▸ **Task statement**
Can you render every line of the items below as a Markdown table with the columns Row and Line, numbering each line and skipping blank ones? Leave the pictures out.

▸ **Given records**
------------

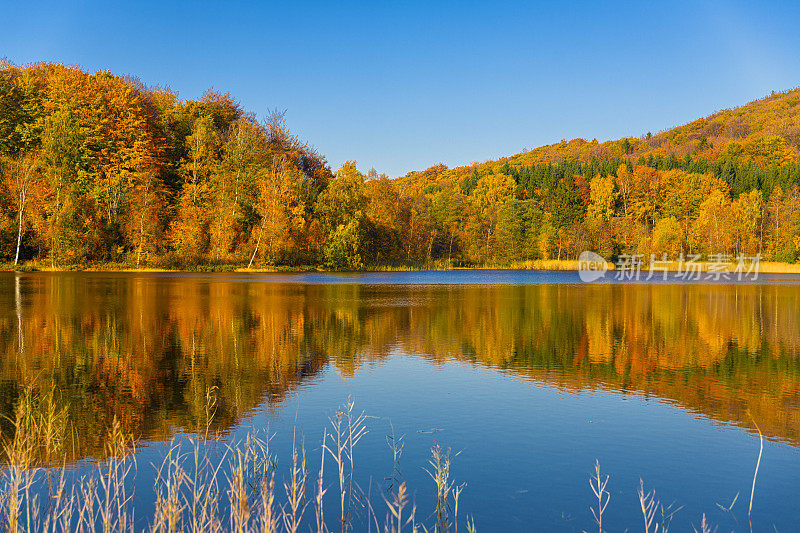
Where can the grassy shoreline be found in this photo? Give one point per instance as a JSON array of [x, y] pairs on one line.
[[765, 267]]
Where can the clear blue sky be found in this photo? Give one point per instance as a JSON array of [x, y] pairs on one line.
[[403, 86]]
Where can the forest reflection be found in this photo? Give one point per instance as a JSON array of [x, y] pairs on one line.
[[150, 349]]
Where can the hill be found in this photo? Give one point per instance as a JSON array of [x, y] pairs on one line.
[[97, 169]]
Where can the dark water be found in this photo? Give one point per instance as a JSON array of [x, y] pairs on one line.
[[530, 376]]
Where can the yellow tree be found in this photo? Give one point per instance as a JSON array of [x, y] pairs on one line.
[[491, 193], [19, 175]]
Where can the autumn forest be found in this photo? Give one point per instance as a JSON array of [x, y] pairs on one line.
[[99, 169]]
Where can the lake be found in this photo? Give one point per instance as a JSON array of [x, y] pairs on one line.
[[527, 377]]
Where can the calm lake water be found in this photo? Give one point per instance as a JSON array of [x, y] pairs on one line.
[[530, 376]]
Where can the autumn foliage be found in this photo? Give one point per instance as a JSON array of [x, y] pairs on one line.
[[98, 168]]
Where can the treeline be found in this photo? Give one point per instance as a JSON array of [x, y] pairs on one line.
[[98, 168]]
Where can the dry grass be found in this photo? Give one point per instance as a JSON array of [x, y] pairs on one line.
[[204, 485]]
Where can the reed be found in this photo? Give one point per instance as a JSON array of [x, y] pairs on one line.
[[208, 485]]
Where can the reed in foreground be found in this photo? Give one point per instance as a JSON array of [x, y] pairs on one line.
[[206, 485]]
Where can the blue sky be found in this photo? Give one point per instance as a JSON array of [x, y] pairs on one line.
[[402, 86]]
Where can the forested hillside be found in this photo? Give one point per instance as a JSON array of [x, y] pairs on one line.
[[98, 168]]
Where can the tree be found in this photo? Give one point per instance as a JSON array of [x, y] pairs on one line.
[[603, 197], [343, 247], [19, 175]]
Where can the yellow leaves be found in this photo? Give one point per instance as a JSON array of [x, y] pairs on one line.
[[603, 196], [493, 191]]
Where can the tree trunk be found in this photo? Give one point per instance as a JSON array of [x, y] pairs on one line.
[[19, 227]]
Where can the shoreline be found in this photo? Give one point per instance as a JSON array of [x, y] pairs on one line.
[[764, 267]]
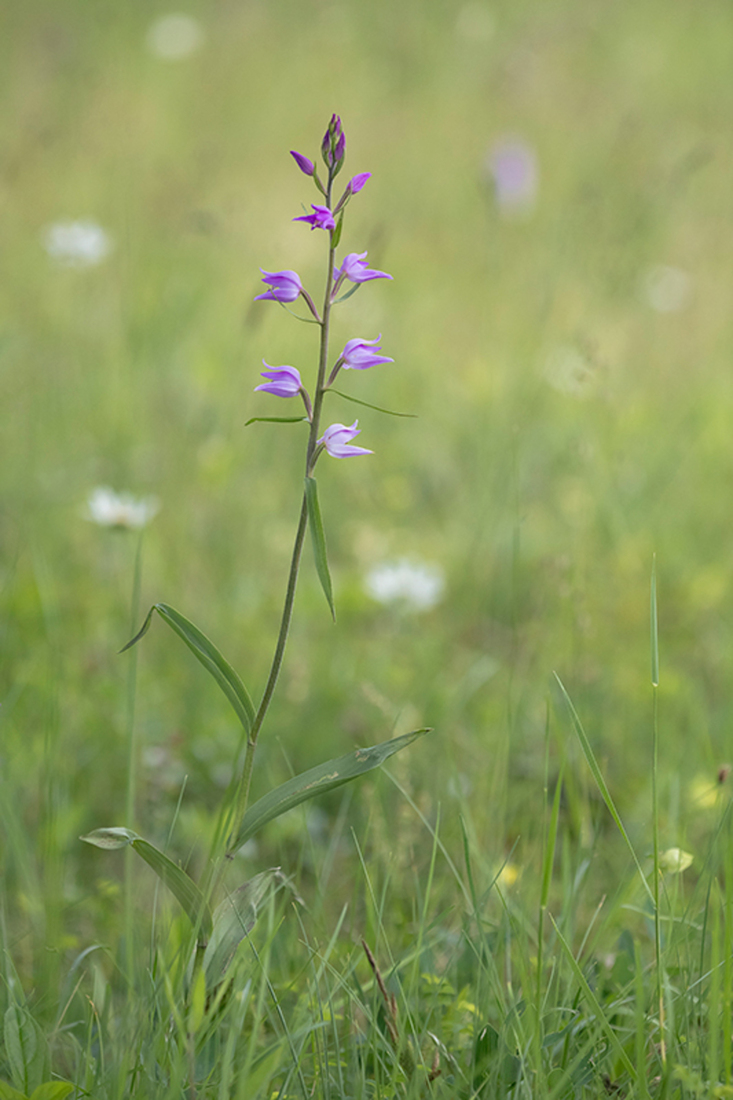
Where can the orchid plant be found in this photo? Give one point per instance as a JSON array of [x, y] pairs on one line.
[[218, 931]]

------------

▸ **Complete answer**
| Row | Line |
|---|---|
| 1 | Where can the grassy shoreline be found in this photo? Give one point per instance as a JSON array of [x, y] pairs on one line. |
| 2 | [[765, 267]] |
| 3 | Where can the clear blue sky be found in this photo? Give one point per instance as a JSON array of [x, y] pairs on one line. |
| 4 | [[403, 86]] |
| 5 | Where can the forest reflection be found in this photo? Give one point per instance as a JSON array of [x, y] pairs on one line. |
| 6 | [[150, 349]] |
| 7 | Where can the hill be found in this photo? Give one point per instance as a JSON array of [x, y] pairs on one line. |
| 8 | [[97, 169]] |
| 9 | Where can the dark water be found in this photo? Give one point per instance as a JSON array of [x, y] pairs on one line. |
| 10 | [[530, 376]] |
| 11 | Where can the yellow tree be found in this photo? Give one point per instance as a JSON array of [x, y] pairs on one line. |
| 12 | [[491, 193], [19, 175]] |
| 13 | Where can the autumn forest be found in this photo? Give one point per instance as a JSON array of [x, y] pairs on one line. |
| 14 | [[99, 169]] |
| 15 | Where can the lake be found in this photo? Give one point per instance as a JSON array of [x, y] pairs on one line. |
| 16 | [[527, 377]] |
| 17 | Where can the calm lake water be found in this photo? Give one point per instance as a JSON array of [x, y] pairs on one line. |
| 18 | [[530, 376]] |
| 19 | Where can the autumn foliage be found in this photo? Give one point per instance as a JSON array of [x, y] pairs on one line. |
| 20 | [[98, 168]] |
| 21 | Where can the treeline be found in this photo? Give one point per instance as a JSON array of [x, y] pairs on one line. |
| 22 | [[98, 168]] |
| 23 | Where can the dry grass be found in this photo? Give one point per instance as a JSON array of [x, y] pairs on one line. |
| 24 | [[204, 485]] |
| 25 | Where can the reed be found in this photo? Give one point per instance as a JSON array of [x, y] pairs on one line. |
| 26 | [[208, 485]] |
| 27 | Where can the reed in foreground be found in this photo? Give one point per instance as a JSON array of [x, y] pairs on one line. |
| 28 | [[206, 485]] |
| 29 | Where can the blue sky be found in this photo? Give one point per instance as a JSON array of [x, y] pairs on one line. |
| 30 | [[402, 86]] |
| 31 | Where can the forested hillside be found in this photo? Give one point per instance as a JSON array of [x, y] pairs on one line. |
| 32 | [[98, 168]] |
| 33 | Where can the tree be found in this photo? Give one point per instance as a JSON array of [x, y] pairs on one line. |
| 34 | [[603, 197], [343, 247], [19, 175]] |
| 35 | Where can the yellow leaves be found in this photo? Give one point per instance as a JSON array of [x, y] pairs on one line. |
| 36 | [[603, 196], [493, 191]] |
| 37 | Where can the tree trunk be found in this photo? Give one point per instance as a JSON array of [x, y] pairs on one line. |
| 38 | [[19, 227]] |
| 39 | Where can the shoreline be found in this photo? Give one point per instance as a JSON array of [x, y] pairs on one line. |
| 40 | [[764, 267]] |
| 41 | Where can the orchid plant be found in this photo? Give one point per instance as a JSON array of [x, y] pairs on one line. |
| 42 | [[218, 931]] |